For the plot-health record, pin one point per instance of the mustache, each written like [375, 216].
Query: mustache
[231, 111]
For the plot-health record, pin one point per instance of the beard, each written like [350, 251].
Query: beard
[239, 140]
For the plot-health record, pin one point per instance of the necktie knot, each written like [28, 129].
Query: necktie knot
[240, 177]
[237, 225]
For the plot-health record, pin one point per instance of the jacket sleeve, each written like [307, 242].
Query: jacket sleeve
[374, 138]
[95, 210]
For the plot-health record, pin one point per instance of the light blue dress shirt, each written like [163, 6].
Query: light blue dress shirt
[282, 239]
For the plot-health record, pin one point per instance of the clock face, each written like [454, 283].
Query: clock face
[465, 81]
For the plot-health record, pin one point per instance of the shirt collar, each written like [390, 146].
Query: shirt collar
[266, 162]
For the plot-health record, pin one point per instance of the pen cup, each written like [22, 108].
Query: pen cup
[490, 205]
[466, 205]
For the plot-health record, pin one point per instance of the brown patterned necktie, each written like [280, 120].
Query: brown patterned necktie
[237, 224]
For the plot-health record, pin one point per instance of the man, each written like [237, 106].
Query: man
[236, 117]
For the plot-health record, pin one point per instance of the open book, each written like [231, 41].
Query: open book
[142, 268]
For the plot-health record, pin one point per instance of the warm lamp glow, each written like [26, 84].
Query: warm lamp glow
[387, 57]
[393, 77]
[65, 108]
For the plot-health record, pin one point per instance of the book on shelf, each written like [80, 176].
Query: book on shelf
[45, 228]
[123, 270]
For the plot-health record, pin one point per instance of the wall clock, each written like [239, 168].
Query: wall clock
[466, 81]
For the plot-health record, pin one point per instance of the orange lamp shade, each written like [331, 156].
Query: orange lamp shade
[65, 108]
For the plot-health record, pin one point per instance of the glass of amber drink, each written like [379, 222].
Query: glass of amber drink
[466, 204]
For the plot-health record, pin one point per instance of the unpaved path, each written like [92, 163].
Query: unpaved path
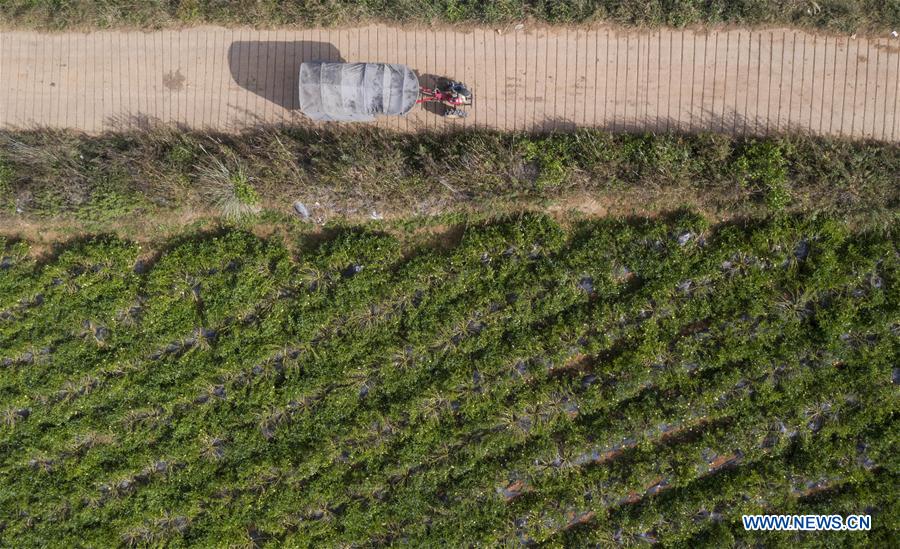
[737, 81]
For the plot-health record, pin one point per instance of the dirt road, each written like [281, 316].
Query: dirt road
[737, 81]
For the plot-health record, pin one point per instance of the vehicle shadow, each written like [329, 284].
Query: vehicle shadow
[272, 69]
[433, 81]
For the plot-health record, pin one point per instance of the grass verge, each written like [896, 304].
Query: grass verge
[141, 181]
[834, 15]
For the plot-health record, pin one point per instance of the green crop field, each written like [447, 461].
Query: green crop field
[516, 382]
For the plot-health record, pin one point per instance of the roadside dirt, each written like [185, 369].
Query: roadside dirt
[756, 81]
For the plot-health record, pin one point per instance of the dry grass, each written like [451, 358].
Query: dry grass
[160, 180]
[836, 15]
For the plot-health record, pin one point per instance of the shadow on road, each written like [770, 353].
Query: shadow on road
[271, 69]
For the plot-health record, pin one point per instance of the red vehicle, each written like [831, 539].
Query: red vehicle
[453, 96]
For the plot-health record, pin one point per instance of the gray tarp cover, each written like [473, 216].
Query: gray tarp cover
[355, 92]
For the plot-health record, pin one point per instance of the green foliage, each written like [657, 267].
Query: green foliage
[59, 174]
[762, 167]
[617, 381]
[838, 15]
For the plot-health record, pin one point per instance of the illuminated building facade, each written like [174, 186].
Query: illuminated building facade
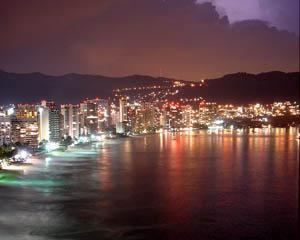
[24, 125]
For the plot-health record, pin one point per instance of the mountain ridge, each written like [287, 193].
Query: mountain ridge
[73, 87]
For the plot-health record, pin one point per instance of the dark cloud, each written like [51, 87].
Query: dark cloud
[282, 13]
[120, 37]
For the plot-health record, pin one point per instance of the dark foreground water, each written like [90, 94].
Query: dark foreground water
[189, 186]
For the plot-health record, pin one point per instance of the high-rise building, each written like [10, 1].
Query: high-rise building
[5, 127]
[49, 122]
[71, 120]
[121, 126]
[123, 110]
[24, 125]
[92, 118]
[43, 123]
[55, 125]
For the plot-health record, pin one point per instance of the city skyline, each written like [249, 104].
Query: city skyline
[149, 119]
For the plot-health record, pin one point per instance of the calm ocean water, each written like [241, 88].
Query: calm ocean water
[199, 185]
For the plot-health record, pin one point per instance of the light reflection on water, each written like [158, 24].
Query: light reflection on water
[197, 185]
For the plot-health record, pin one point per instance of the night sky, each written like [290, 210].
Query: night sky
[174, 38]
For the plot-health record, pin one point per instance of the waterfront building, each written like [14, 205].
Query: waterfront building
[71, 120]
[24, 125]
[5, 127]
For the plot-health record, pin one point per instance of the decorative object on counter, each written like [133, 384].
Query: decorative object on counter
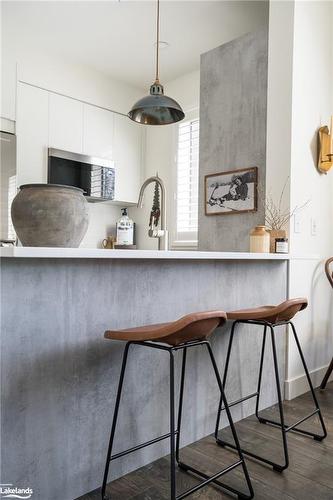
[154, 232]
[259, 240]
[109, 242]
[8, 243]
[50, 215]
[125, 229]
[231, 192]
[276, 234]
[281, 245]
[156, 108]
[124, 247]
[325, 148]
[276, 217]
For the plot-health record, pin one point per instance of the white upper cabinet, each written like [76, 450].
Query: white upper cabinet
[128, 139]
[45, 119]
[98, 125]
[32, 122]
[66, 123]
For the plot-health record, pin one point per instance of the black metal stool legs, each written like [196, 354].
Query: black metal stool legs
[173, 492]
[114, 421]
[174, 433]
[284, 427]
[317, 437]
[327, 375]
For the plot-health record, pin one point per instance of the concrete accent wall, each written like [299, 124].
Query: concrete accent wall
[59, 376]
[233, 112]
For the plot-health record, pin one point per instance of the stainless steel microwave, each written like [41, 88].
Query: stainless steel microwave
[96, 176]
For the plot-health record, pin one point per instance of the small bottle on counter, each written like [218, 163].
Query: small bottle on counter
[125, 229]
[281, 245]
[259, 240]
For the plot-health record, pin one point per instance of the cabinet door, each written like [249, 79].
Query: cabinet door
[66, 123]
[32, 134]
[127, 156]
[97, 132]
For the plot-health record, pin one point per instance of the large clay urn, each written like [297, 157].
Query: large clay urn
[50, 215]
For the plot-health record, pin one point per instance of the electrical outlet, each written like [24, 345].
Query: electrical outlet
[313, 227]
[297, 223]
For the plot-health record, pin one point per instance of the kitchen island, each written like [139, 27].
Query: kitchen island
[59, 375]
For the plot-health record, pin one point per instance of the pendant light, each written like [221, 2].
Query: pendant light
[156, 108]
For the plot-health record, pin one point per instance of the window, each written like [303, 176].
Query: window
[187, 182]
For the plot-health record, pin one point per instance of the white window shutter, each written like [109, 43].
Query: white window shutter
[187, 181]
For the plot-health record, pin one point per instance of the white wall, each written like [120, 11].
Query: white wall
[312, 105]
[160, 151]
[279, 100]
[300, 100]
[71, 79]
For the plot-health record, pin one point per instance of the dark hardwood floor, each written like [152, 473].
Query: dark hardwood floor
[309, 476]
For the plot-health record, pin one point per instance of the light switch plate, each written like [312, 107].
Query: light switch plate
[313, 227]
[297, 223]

○ ○ ○

EXERCISE. From the listing above, print every entry precisely and drop the pictures.

ANSWER TO THIS TASK.
For the plot-health record, pin one point per instance of the mustache, each written like [375, 216].
Query: mustache
[231, 111]
For the plot-health record, pin one point per instance of the beard, each written like [350, 251].
Query: beard
[239, 140]
For the plot-health record, pin one point per instance of the necktie knot, each written like [28, 129].
Query: necktie knot
[240, 177]
[237, 225]
For the plot-health record, pin one point per instance of the jacket sleeve, each written like [307, 242].
Query: jacket sleeve
[374, 138]
[95, 210]
For the plot-health record, pin one point per instance of the light blue dress shirt, each written like [163, 6].
Query: light blue dress shirt
[282, 239]
For the plot-health record, pin one point per instance of the clock face, each written like [454, 283].
Query: clock face
[465, 81]
For the plot-health record, pin one point per instance of the shirt collar, each written like [390, 146].
Query: shirt collar
[266, 162]
For the plot-health record, pin one point per instance of the pen cup, each written like [22, 108].
Query: pen cup
[490, 205]
[466, 205]
For the plot-health record, pin one point per instance of the brown patterned necktie, each written like [280, 120].
Query: brown patterned necktie
[237, 224]
For the plot-health record, pin one point per instance of the man, each written like [237, 106].
Query: man
[236, 117]
For the plot-health record, pin one point per instance of the open book, each written like [231, 41].
Query: open book
[142, 268]
For the plot-health record, pin one point per instance of the warm lamp glow, each written like [26, 84].
Query: warm lamp glow
[387, 57]
[393, 77]
[65, 108]
For the plot-health record, pin one point per instance of the book on shelf, each written like [80, 176].
Query: book on shelf
[45, 228]
[123, 270]
For the plot-health record, pin one point per instance of the wall clock, each written like [239, 168].
Query: wall clock
[466, 81]
For the plot-health record, pin one point per instance of the orange lamp shade, each written like [331, 156].
Query: orange lamp shade
[65, 108]
For the plot-health record, pin one point per instance of the glass of amber drink, each written like [379, 222].
Query: glass of amber drink
[466, 204]
For the plot-health record, pin one point per instance of the unpaved path, each written like [92, 163].
Query: unpaved path
[737, 81]
For the plot-health record, pin one point per instance of the dirt road, each written like [281, 316].
Query: dirt road
[737, 81]
For the plot-health record, pin one point per instance of the vehicle shadow, each written like [329, 284].
Query: vehicle shadow
[272, 69]
[433, 81]
For the plot-health record, pin one point per instance of the grass verge, each written like [896, 304].
Query: grass verge
[141, 181]
[834, 15]
For the plot-health record, pin one point per instance of the green crop field, each written like [447, 461].
Query: green crop field
[516, 382]
For the plot-health record, pin one point per instance of the roadside dirt, each written like [185, 369].
Query: roadside dirt
[756, 81]
For the plot-health record, pin one point per instance of the dry grass, each written like [451, 358].
Query: dry grass
[160, 180]
[836, 15]
For the plot-health record, pin one point per instance of the shadow on road, each written like [770, 353].
Query: shadow on road
[271, 69]
For the plot-health record, pin one point per instance of the red vehicle, each written like [831, 539].
Query: red vehicle
[453, 96]
For the plot-health record, pin one point per instance of the gray tarp cover, each written like [473, 216].
Query: gray tarp cover
[355, 92]
For the plot-health record, pin one point per instance of the green foliage, each written like [657, 267].
Query: green foliage
[59, 174]
[762, 167]
[617, 381]
[838, 15]
For the plot-health record, pin one point per instance of the illuminated building facade, each written like [174, 186].
Query: illuminated building facade
[24, 125]
For the plot-health record, pin one point per instance of the mountain ridge, each written like [287, 193].
Query: mountain ridge
[73, 87]
For the plot-health record, pin one point per instance of the dark cloud, each written like [51, 87].
Query: dark cloud
[282, 13]
[120, 37]
For the plot-health record, pin one point per instance of the dark foreground water, each written like [90, 94].
Query: dark foreground water
[189, 186]
For the plot-health record, pin one point per instance of the high-rise building, each written like [10, 1].
Query: high-rise building
[5, 127]
[49, 122]
[71, 120]
[121, 126]
[123, 110]
[24, 125]
[92, 118]
[43, 123]
[55, 125]
For the plot-health record, pin one point per instance of the city skyline, each written like [249, 104].
Query: city skyline
[149, 119]
For the plot-health record, pin one point per instance of the calm ocean water, each written like [241, 88].
Query: calm ocean water
[199, 185]
For the plot-health record, pin one point per instance of the light reflection on water, each written like [158, 24].
Query: light reflection on water
[197, 185]
For the plot-health record, pin one point per instance of the night sky, each written like [290, 210].
Query: night sky
[174, 38]
For the plot-health record, pin one point per instance of the waterfront building, each written like [14, 205].
Query: waterfront building
[71, 120]
[24, 125]
[5, 127]
For the plot-health record, pin one point per instance of the decorative object on counter, each written like [133, 384].
Query: decorative object on counter
[154, 232]
[259, 240]
[109, 242]
[8, 243]
[50, 215]
[125, 229]
[231, 192]
[276, 234]
[281, 245]
[156, 108]
[124, 247]
[325, 148]
[276, 217]
For the plot-health record, pin one point per instance of the white upper cabinet, each written like [76, 450].
Query: white upper cabinet
[128, 139]
[45, 119]
[98, 125]
[32, 122]
[66, 123]
For the plot-health record, pin one point per instance of the black metal stool legs, each written like [196, 354].
Query: black metal stool legs
[173, 492]
[114, 421]
[174, 433]
[284, 427]
[317, 437]
[327, 375]
For the plot-health record, pin one point per instance of the concrete accent wall, each written like [299, 124].
Query: concrete accent wall
[59, 376]
[233, 112]
For the plot-health record, pin one point per instance of the stainless steel microwave, each written like [41, 88].
Query: stainless steel microwave
[96, 176]
For the plot-health record, pin one point per instance of the small bottle on counter, each written like [218, 163].
Query: small bottle on counter
[125, 229]
[281, 245]
[259, 240]
For the plot-health record, pin one point per instance of the cabinet door, each written like [249, 79].
Query: cabinet door
[66, 123]
[32, 134]
[127, 156]
[97, 132]
For the plot-health record, pin one point per instance of the large clay urn, each written like [297, 157].
Query: large clay urn
[50, 215]
For the plot-health record, pin one point per instance of the electrical outlet, each written like [24, 345].
Query: electrical outlet
[313, 227]
[297, 223]
For the plot-health record, pin one point per instance of the kitchen island, each written like [139, 27].
Query: kitchen island
[59, 375]
For the plot-health record, pin one point per instance of the pendant light, each written like [221, 2].
Query: pendant light
[156, 108]
For the plot-health record, pin one point per instance of the window, each written like [303, 176].
Query: window
[187, 182]
For the plot-health record, pin one point per instance of the white window shutter, each written like [109, 43].
Query: white window shutter
[187, 181]
For the plot-health record, pin one point per instance of the white wall, each written like [120, 11].
Query: white wall
[312, 105]
[160, 151]
[279, 100]
[300, 100]
[71, 79]
For the plot-health record, pin one point per instance of the dark hardwood floor, each written like [152, 473].
Query: dark hardwood floor
[309, 476]
For the plot-health record, pin one point per instance of the light switch plate, each written like [312, 107].
Query: light switch plate
[313, 227]
[297, 223]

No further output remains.